EXERCISE MATERIAL start

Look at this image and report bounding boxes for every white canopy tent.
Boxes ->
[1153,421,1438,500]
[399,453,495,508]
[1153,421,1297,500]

EXERCISE MATERIAL end

WHAT IS BEING ASKED
In the items above, change "canopy tent" to "pop-up tent" and write all the lines out again, leaving everything else untouched.

EXERCISE RESPONSE
Look at this image and report bounding boxes for every white pop-up tent.
Boxes ->
[1153,421,1438,500]
[399,453,495,508]
[1153,421,1297,500]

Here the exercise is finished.